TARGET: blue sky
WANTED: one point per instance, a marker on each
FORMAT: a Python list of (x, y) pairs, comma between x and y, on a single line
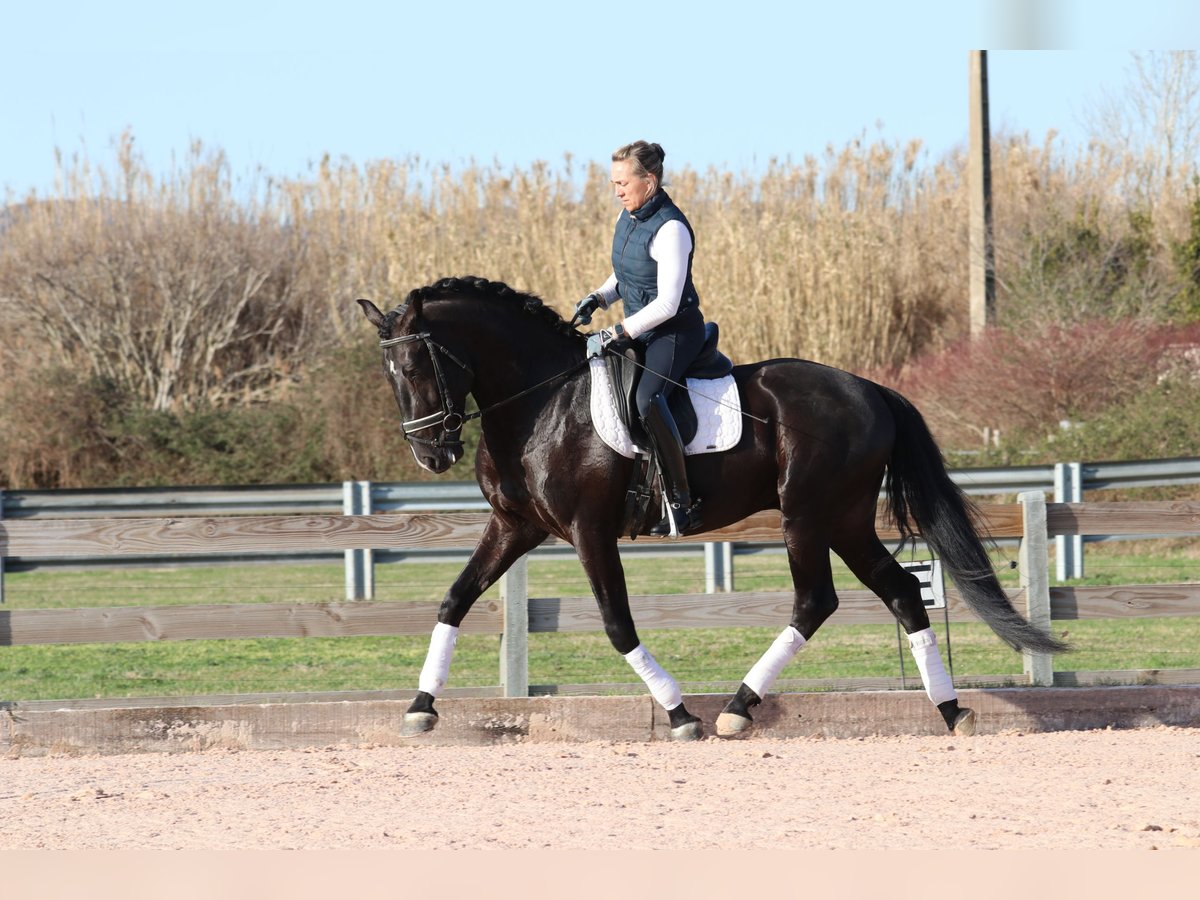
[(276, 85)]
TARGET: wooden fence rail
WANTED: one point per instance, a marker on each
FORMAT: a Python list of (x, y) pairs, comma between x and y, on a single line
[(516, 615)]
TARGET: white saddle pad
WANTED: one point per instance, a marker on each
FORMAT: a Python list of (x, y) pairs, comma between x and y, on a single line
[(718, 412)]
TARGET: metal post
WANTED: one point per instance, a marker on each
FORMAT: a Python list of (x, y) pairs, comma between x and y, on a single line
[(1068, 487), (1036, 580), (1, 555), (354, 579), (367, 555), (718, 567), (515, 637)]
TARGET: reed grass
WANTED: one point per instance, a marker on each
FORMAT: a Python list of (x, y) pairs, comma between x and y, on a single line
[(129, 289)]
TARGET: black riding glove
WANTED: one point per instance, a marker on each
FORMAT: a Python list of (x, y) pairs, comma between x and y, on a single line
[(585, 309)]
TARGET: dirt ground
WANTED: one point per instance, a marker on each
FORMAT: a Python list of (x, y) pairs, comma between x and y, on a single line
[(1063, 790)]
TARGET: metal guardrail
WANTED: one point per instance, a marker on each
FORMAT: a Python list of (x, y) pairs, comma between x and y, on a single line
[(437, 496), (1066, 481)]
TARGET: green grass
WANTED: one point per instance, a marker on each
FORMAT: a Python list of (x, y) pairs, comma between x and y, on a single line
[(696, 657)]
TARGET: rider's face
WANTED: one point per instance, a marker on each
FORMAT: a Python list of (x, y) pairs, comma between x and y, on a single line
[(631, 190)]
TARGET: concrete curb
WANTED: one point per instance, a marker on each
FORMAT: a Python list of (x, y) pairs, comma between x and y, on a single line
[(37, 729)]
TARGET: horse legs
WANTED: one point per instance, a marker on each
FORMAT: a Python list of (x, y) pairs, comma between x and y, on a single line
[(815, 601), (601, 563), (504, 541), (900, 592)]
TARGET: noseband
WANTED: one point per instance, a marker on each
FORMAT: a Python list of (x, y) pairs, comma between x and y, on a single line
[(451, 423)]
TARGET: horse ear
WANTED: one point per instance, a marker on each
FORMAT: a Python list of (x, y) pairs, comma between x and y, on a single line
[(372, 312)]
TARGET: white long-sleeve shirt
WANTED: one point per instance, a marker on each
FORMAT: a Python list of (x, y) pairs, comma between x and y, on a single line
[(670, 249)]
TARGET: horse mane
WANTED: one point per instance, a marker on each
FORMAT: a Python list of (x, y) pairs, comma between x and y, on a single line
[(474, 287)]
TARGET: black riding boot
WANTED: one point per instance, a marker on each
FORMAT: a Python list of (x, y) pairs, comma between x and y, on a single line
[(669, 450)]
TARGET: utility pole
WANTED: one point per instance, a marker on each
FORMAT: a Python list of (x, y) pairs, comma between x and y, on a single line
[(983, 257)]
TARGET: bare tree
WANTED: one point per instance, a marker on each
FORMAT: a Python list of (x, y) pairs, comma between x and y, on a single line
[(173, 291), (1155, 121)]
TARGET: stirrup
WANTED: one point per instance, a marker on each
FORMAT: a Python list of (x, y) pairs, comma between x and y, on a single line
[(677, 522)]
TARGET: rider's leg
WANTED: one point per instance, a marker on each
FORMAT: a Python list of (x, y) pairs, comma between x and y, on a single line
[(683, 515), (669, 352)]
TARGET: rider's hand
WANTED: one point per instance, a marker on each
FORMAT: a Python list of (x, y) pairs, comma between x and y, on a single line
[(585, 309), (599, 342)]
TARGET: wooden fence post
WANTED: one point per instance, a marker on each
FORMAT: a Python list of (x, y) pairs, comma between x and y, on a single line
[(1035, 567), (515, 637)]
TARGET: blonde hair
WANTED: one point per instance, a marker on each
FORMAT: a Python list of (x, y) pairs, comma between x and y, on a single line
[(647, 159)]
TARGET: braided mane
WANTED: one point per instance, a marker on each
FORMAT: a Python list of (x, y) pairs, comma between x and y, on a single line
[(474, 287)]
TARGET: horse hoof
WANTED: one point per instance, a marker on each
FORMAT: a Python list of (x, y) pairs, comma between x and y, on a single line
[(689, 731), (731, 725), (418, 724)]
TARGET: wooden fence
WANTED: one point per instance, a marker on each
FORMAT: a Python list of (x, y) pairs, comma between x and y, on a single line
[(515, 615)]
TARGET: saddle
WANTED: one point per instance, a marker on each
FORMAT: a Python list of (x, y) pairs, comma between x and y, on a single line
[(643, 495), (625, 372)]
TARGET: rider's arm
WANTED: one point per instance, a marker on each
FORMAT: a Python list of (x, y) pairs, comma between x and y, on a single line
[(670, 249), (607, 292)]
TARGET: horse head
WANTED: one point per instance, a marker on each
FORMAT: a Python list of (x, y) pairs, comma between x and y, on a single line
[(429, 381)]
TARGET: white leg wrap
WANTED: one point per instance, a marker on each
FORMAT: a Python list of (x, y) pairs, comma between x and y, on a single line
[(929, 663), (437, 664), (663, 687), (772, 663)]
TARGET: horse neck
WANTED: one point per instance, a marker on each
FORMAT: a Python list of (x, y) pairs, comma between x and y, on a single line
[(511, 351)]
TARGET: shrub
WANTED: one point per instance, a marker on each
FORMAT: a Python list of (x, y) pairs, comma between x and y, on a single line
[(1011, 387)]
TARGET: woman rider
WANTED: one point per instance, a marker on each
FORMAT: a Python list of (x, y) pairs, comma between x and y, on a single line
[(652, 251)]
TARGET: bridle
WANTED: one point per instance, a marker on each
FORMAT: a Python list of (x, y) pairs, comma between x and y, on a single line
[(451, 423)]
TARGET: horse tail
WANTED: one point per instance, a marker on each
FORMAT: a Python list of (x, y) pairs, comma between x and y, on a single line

▸ REQUIREMENT
Reproduce every item above word for word, leaving out the pictures.

▸ SOLUTION TO THIS TASK
TARGET: blue sky
WANTED: one point per instance, a marker on each
FORMAT: a Python list of (x, y) pairs, comma between x and y, on a single line
[(276, 85)]
TARGET: wooden fence rail
WANTED: one point per instance, a marker on each
FORMAT: a Python list of (x, y) pairs, comma between x and y, on a single line
[(516, 615)]
TARGET: white saddle pad
WANTED: one point per instance, a marker on each
FORMAT: a Python list of (x, y) pairs, comma between x and y, on a single line
[(718, 412)]
TARGET: metal post
WANTED: one point per instance, a marker on each
FORMAT: a Python list of (x, y) pairs, comma between x and y, on a single line
[(1068, 487), (1036, 580), (1, 555), (354, 579), (367, 555), (718, 567), (515, 637)]
TARGET: reed grass
WANTED: one point per instance, a marker on each
FORMAT: a Python list of (x, y) pairs, comma between x and y, on a single line
[(129, 289)]
TARGET: black riding glove
WANTED: one point per instance, a marker on each
FORMAT: a Python list of (x, y) pairs, comma between x and y, on a single line
[(585, 309)]
TARGET: dirt ground
WANTED: one point per instance, a marker on each
FORMAT: a Python list of (x, y) pairs, comma between x and y, on a single line
[(1063, 790)]
TARGET: metal guardrail
WANTED: one point per instance, a marker on each
FORMAT: a Python list of (x, y) pairs, comma between x and y, on a single line
[(437, 496), (1066, 481)]
TARGET: green grass
WANTED: one point per instance, a marker on each
FORMAT: a Python list of (x, y) pairs, comma between x and y, on a single line
[(696, 657)]
TARGET: rider's face
WANTED: one point per instance, a marker on each
FORMAT: a Python list of (x, y) pairs, comma between x and y, on a single line
[(631, 190)]
TARGET: concrete curb
WANTED: one point per instance, a marker on each
FORMAT: a Python list of (x, y) pairs, comma between x and y, on a single line
[(37, 729)]
TARGET: horse legs
WANTED: one point per instance, a marker on each
FORMAT: a Python list of (x, y) pairs, comma between x and y, on a single line
[(815, 601), (601, 563), (504, 541), (900, 592)]
TARGET: noseband
WANTED: one point per instance, a marker on each
FORMAT: a Python list of (x, y) pairs, comma between x and y, on a single line
[(451, 423)]
TARGET: horse ear
WANTED: one point per instance, a marker on each
FORMAT: a Python list of (x, y) pairs, comma between x and y, on a single line
[(372, 312)]
TARGET: white long-sleeve shirt
WANTED: one point per instance, a marker on each
FORMAT: a Python list of (x, y) pairs, comma between x and y, on a single line
[(670, 249)]
TARGET: horse mane
WANTED: one point per instance, a marker on each
FORMAT: a Python list of (x, y) pairs, comma between x and y, on a single line
[(474, 287)]
TARGET: black riding boot
WANTED: one point per instance, a marker on each
FORMAT: a Python list of (x, y) pairs, comma between x and y, on a single line
[(669, 450)]
TARGET: utility pole
WANTED: one point per instance, a marker on each
FORMAT: a Python list of (x, y) pairs, comma between x and y, on a single line
[(983, 257)]
TARGET: bare tree
WANTED: one point per instance, a marker on each
FORMAT: a Python list of (x, y) pairs, comma between x and y, on a single line
[(173, 291), (1155, 121)]
TARGET: stirrup
WANTED: one point per instance, a marker on each
FORMAT: a Python list of (x, y) pairs, comma between x and y, on a single line
[(677, 522)]
TARGET: rider's leg
WANTED: one point per instance, a marker on each
FORMAT: a Python list of (x, y) pairs, comma between x and y, on a single line
[(683, 515), (669, 352)]
TARGET: rider's hand
WANTED: one point per instance, a marker on each
FORMAT: a Python list of (x, y) pairs, comma between x and y, on a single line
[(585, 309), (599, 342)]
TARGET: wooden fence post
WANTED: one point per instance, a marker on each
FORMAT: a Python list of (x, y) pairs, comma between x and y, on a single line
[(1035, 567), (515, 637)]
TARGET: blonde hair
WANTED: one point per instance, a marker on each
FORMAT: a Python list of (x, y) pairs, comma between x and y, on a single line
[(647, 159)]
TARGET: braided mane
WANTED: one point per instance, a marker on each
FORMAT: a Python list of (x, y) pairs, comma between x and y, on a single line
[(474, 287)]
TARGET: horse hoof
WANTED: one point per instance, a marker on each
FORMAT: a Python list of (x, y) pairs, comma between x and y, on a single line
[(689, 731), (731, 725), (418, 724)]
TARGET: wooden fence
WANTED: one point per instance, a marker on each
FORMAT: a Python list of (x, y) pairs, comma between x and y, on a single line
[(515, 615)]
TARGET: saddle
WANTED: one point per instance, a marker on each
FORMAT: a Python list of (x, y) pairs, comma between x and y, on a single line
[(643, 495), (625, 372)]
TARGET: rider's arm
WANTED: one point per instance, a marker on each
FORMAT: a Python list of (x, y) pairs, comma between x and y, on a single line
[(670, 249), (607, 292)]
TARGET: horse head
WANTED: one point per instance, a marker on each
FORMAT: a Python list of (x, y) pairs, comma between x and y, on a single line
[(429, 381)]
TARGET: white leg wrap
WANTED: one point per instance, a marker on each
FORMAT: a Python list of (x, y) pairs, comma between x and y, on a single line
[(929, 663), (437, 664), (663, 687), (772, 663)]
TARGET: horse neck
WANTED: one point per instance, a marker on each
FORMAT: a Python list of (x, y) pairs, comma between x and y, on a single line
[(511, 351)]
TARGET: shrub
WANTED: one point per instance, a marker on each
FORMAT: a Python list of (x, y) pairs, comma between x and y, on a single line
[(1011, 387)]
TARGET: woman rider
WANTED: one point per instance, a marker on each
FORMAT: a Python list of (x, y) pairs, comma between x and y, on a single line
[(652, 251)]
TARGET: bridle
WANTED: one point per instance, a marker on each
FORMAT: a Python list of (x, y) pairs, comma between x and y, on a single line
[(451, 423)]
TARGET: horse tail
WANTED: one point per instance, a marker on each
FORMAT: a Python list of (x, y) pairs, comma between x and y, on a single line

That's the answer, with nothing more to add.